Convert the listing below into a two-column CSV with the header input,output and one row for each text and its answer. Put every field in double quotes, replace line breaks with spaces, and leave the pictures out.

────────────────

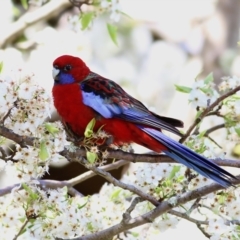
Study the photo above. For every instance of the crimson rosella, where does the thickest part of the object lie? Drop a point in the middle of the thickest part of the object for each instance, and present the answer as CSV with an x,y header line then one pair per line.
x,y
81,95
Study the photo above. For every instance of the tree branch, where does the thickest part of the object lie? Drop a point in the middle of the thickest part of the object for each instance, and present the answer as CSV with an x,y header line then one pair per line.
x,y
206,111
47,11
163,207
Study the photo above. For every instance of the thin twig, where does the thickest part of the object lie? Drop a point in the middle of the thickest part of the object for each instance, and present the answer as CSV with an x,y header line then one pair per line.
x,y
206,111
207,235
116,182
212,129
126,215
163,207
187,217
47,11
21,229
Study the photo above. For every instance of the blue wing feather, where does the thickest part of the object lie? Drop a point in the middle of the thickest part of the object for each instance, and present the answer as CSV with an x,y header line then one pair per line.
x,y
108,99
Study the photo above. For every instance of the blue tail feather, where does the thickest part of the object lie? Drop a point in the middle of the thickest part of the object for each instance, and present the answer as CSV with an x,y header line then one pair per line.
x,y
189,158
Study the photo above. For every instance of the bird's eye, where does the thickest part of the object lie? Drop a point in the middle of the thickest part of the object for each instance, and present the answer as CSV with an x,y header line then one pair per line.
x,y
67,68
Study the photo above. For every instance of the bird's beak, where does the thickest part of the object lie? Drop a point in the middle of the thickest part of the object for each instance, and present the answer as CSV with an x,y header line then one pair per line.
x,y
55,73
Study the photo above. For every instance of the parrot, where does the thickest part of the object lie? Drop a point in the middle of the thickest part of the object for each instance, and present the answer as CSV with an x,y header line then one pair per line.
x,y
79,95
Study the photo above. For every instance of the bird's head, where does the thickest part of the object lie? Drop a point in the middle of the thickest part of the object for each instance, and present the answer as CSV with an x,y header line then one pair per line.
x,y
68,69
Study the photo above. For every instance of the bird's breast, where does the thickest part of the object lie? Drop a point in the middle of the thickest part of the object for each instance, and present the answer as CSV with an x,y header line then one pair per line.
x,y
68,101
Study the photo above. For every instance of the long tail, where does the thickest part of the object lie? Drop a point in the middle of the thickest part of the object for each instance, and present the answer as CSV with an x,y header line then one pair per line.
x,y
192,160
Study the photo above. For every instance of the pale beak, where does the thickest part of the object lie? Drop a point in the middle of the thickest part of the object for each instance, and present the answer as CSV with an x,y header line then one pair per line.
x,y
55,73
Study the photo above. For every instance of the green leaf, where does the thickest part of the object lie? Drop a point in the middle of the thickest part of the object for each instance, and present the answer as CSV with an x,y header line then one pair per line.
x,y
84,204
89,128
24,4
134,234
202,133
112,30
209,78
91,157
43,153
183,89
1,66
51,128
174,171
116,193
198,114
86,18
237,130
32,194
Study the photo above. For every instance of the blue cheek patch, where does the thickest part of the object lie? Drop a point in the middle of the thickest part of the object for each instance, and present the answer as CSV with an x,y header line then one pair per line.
x,y
65,78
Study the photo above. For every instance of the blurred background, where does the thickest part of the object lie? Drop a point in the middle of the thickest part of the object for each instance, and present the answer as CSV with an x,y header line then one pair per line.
x,y
160,43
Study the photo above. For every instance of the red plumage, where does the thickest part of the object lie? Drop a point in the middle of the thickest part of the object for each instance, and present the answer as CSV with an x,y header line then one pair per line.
x,y
81,95
68,101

────────────────

Written response »
input,output
"Study the photo above. For every instance of the crimson rosella, where does the thickest part of the object lie? Drop a point in the middle of the thickest part of the object for each instance, and present the answer as CSV with an x,y header line then one pair per line.","x,y 81,95"
"Study the photo above. For every instance of the tree branch, where does the thickest part of the object lie? Drop a point in the middle of the thickest part of the object for each instance, and present the answer as CSV with an x,y header line then one pair per line.","x,y 206,111 47,11 163,207"
"Study the photo above. For every instance of the thin twig, where does the thickest part of the object lie? Drop a point in the middle of the thickest part of the object for each instance, and present the answer as CSV with an x,y header line then one pair per line.","x,y 206,111 207,235 116,182 212,129 126,215 163,207 187,217 47,11 21,229"
"Study the photo above. For every instance of the blue wing feather, where does the thickest part of the object lie? Drop a point in the middle of the thickest part of the object for each instance, and present the answer as CSV with an x,y header line then one pair per line.","x,y 108,99"
"Study the photo above. For every instance of the blue tail feather, where does the thickest part of the object lie? Drop a point in the middle of the thickest part of the object for each instance, and present the answer as CSV with an x,y header line then one pair per line.","x,y 189,158"
"Study the photo above. For every instance of the bird's eye, where does the thickest part of the object lie? Drop a point in the middle of the thickest part of the object for each instance, and present the answer as CSV with an x,y header line then one pair per line.","x,y 67,68"
"Study the photo above. For every instance of the bird's beak, where does the thickest part of the object lie? Drop a point in the middle of the thickest part of the object for each instance, and present the answer as CSV with an x,y header line then one pair per line.","x,y 55,73"
"Study the photo above. For every instance of the parrot, where does the thickest part of the object lie? Drop a point in the middle of the thickest part of the object for each instance, and present the answer as CSV with an x,y header line then one pair per line.","x,y 79,95"
"Study the photo above. For every instance of the bird's head, where does the thickest part of the object lie? Drop a point in the middle of the thickest part of the object for each instance, and present the answer as CSV with an x,y header line then one pair per line.","x,y 68,69"
"Study the photo above. For every instance of the bird's breast, where does the thickest part of the object lie? Drop a point in the middle of the thickest part of the object for each instance, and present the answer as CSV with an x,y header line then one pair per line.","x,y 68,101"
"Study the photo above. For every instance of the long tail, where does the thickest part of the object lie? Drop a point in the middle of the thickest part of the object for each instance, and present the answer as CSV with an x,y header line then one pair per line.","x,y 192,160"
"Study the photo above. For every instance of the pale beak, where does the thickest part of the object lie? Drop a point in the middle of the thickest part of the object for each instance, and present the answer as CSV with an x,y header line then one pair per line.","x,y 55,73"
"Study the photo above. For every instance of the green leaf, where does the thickest part of the object lie? Drop a point in the middle of the thickest part of the object for each instance, and present the answer as CSV with an x,y header line then one pair per line.","x,y 84,204 89,128 24,4 134,234 202,133 112,30 209,78 91,157 43,153 183,89 1,66 51,128 174,171 116,193 198,114 86,18 237,130 32,194"
"Study the photo above. For every instance of the blue cheek patch, where does the thickest part of the object lie? Drop a point in the middle of the thickest part of the object for each instance, and present the answer as CSV with an x,y header line then one pair per line.","x,y 65,78"
"Study the photo above. For every instance of the blurred background, where does the thickest part of the object lie? Drop a point in the middle of the thickest part of the object for each instance, and present the answer as CSV with an x,y header line then one pair per line.","x,y 160,43"
"Study the photo above. For every instance of the red plumage, where does the thickest part of the object lie? Drop a point in the middle of the thickest part of the object for each instance, and present the answer as CSV with an x,y header line then one pair per line.","x,y 81,95 68,101"